From the entries below, extract unchanged the lines starting at the one that contains "of the white-hot" and ending after the one that contains "column 340, row 67".
··········
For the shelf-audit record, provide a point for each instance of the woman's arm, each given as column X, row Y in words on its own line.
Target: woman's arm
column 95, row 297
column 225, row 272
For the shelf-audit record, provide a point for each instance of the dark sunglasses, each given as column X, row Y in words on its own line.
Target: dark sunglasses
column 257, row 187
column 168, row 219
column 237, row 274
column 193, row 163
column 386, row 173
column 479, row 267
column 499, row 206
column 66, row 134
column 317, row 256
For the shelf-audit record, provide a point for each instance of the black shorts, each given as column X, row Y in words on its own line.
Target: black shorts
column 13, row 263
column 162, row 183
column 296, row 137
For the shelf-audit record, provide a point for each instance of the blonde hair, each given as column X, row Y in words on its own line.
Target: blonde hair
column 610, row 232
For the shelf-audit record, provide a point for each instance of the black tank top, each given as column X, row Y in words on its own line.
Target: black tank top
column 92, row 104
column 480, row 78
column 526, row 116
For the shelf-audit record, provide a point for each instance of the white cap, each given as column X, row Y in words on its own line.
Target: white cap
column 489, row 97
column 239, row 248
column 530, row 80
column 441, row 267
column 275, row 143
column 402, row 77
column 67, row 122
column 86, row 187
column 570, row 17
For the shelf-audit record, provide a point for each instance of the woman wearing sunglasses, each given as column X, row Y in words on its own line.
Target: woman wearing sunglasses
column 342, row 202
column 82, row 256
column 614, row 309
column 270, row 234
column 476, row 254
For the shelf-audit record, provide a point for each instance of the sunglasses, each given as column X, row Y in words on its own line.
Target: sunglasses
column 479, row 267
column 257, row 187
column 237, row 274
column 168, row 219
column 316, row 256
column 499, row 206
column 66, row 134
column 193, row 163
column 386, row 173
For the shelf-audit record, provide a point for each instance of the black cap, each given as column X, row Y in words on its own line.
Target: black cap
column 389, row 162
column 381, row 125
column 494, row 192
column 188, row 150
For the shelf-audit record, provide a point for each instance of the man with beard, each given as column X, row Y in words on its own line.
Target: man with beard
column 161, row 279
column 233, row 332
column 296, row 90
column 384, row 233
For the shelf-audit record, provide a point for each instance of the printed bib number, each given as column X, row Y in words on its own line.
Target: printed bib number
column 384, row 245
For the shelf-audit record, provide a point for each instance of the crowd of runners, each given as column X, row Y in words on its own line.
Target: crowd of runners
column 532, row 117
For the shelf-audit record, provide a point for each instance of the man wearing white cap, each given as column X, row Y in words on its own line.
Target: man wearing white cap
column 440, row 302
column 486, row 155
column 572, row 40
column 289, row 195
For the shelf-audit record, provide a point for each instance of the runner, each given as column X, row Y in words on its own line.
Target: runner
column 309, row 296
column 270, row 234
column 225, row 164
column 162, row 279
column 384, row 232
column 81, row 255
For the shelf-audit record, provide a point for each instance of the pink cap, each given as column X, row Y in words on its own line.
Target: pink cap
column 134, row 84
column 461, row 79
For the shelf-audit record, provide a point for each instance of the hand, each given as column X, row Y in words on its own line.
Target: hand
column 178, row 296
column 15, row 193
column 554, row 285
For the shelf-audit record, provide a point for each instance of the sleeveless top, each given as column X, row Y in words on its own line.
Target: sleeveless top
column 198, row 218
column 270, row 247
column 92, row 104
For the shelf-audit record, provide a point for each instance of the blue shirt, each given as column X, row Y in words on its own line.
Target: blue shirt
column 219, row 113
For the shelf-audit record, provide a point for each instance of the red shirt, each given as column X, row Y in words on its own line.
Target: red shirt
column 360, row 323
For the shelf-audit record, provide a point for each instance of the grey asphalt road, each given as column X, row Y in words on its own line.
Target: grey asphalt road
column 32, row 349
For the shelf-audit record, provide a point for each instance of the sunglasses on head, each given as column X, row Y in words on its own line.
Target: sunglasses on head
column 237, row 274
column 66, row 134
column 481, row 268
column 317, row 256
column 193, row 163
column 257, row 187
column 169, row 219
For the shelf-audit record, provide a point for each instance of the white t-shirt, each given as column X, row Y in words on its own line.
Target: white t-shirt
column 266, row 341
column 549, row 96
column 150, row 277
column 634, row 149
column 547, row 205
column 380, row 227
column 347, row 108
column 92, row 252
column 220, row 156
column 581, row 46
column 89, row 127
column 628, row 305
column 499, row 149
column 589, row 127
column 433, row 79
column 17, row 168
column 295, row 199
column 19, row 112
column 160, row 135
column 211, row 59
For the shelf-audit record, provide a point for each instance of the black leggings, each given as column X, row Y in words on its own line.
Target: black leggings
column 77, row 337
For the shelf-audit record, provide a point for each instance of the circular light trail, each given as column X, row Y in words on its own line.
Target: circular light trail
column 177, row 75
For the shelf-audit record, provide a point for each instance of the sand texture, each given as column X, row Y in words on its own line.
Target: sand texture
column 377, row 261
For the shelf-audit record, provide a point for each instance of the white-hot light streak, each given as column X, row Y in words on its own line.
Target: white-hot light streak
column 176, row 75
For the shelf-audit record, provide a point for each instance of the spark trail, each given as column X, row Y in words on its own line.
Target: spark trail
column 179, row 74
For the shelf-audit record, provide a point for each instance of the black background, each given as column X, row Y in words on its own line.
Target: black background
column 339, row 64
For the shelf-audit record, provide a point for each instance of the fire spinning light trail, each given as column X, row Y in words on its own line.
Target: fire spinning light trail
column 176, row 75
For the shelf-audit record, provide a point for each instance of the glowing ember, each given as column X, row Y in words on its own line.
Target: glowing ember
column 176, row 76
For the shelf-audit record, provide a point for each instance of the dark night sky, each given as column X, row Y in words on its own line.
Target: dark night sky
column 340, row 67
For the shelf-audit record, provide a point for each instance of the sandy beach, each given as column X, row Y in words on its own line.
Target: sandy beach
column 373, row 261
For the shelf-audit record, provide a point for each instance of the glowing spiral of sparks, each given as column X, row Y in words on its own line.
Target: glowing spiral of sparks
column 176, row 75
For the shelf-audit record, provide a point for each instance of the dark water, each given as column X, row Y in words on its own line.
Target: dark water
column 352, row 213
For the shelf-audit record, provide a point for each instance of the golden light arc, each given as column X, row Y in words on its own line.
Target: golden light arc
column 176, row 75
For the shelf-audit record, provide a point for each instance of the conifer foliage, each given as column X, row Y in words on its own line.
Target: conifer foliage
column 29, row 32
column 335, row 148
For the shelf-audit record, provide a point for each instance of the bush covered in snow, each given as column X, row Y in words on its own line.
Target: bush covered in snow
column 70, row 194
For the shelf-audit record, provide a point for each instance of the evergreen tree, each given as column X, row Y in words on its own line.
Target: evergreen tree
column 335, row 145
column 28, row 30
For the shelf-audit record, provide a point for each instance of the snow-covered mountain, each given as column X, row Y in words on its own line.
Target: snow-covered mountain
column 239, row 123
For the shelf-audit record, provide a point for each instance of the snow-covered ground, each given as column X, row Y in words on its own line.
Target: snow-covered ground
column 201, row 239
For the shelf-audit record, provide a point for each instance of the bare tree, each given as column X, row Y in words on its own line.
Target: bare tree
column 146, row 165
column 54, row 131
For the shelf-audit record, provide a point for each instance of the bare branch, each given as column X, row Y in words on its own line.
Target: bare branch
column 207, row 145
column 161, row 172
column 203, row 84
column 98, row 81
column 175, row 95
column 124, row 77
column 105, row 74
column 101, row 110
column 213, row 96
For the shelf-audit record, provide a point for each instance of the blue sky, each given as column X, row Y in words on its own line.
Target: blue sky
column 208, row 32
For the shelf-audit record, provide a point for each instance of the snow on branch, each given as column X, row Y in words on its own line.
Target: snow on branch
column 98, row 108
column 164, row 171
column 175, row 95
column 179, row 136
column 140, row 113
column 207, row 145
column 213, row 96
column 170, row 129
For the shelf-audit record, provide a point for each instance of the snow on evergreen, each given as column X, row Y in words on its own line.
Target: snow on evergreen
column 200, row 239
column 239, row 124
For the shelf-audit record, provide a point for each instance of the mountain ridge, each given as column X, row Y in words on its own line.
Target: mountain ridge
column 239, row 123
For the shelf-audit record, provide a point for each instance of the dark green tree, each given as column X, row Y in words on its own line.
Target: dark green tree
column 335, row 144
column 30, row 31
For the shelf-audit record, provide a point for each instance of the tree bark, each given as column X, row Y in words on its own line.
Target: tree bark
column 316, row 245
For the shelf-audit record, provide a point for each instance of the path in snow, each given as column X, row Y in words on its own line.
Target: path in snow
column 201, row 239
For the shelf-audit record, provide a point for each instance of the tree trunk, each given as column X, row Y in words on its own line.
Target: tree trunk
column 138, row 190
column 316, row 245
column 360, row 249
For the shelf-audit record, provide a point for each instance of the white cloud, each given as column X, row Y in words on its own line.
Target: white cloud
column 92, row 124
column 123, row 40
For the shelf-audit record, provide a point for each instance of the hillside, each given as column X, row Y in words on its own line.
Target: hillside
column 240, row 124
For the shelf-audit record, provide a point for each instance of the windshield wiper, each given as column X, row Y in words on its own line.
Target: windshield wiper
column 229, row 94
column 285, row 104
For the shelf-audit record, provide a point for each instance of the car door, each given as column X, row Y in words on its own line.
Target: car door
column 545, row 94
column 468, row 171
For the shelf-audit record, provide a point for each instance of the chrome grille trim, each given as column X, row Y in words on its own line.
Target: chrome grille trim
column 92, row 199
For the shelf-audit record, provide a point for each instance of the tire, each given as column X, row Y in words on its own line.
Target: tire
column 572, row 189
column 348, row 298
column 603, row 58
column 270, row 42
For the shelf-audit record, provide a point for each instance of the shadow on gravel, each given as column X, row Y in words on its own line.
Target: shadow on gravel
··········
OUTPUT OF THE TASK:
For the shelf-audit record, provide a point for each instance of the white-hot light streak, each given as column X, row Y in words on its own line.
Target: white-hot light streak
column 176, row 75
For the shelf-audit record, provide a point for each instance of the spark trail, each given as column X, row Y in words on its own line.
Target: spark trail
column 179, row 74
For the shelf-audit record, provide a point for each instance of the black background, each given as column X, row Y in words on its own line.
Target: black background
column 339, row 64
For the shelf-audit record, provide a point for each instance of the fire spinning light trail, each given as column X, row Y in words on its own line.
Target: fire spinning light trail
column 176, row 75
For the shelf-audit record, provide a point for each instance of the glowing ember, each given as column X, row Y in words on its own line.
Target: glowing ember
column 176, row 76
For the shelf-audit record, provide a point for each instance of the dark night sky, each given as column X, row Y in words on its own line.
Target: dark night sky
column 340, row 67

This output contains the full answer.